→ **PROMPT**
Your response should match the records line for line.

Point localization data:
_ _ _ _ _
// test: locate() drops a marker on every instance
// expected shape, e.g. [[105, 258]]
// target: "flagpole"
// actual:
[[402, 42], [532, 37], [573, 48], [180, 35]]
_ _ _ _ _
→ **EXERCISE RESPONSE**
// test: locate() drops a marker on every instance
// expected shape, e.g. [[105, 258]]
// target: "flagpole"
// actual:
[[402, 42], [532, 37], [573, 48], [180, 35]]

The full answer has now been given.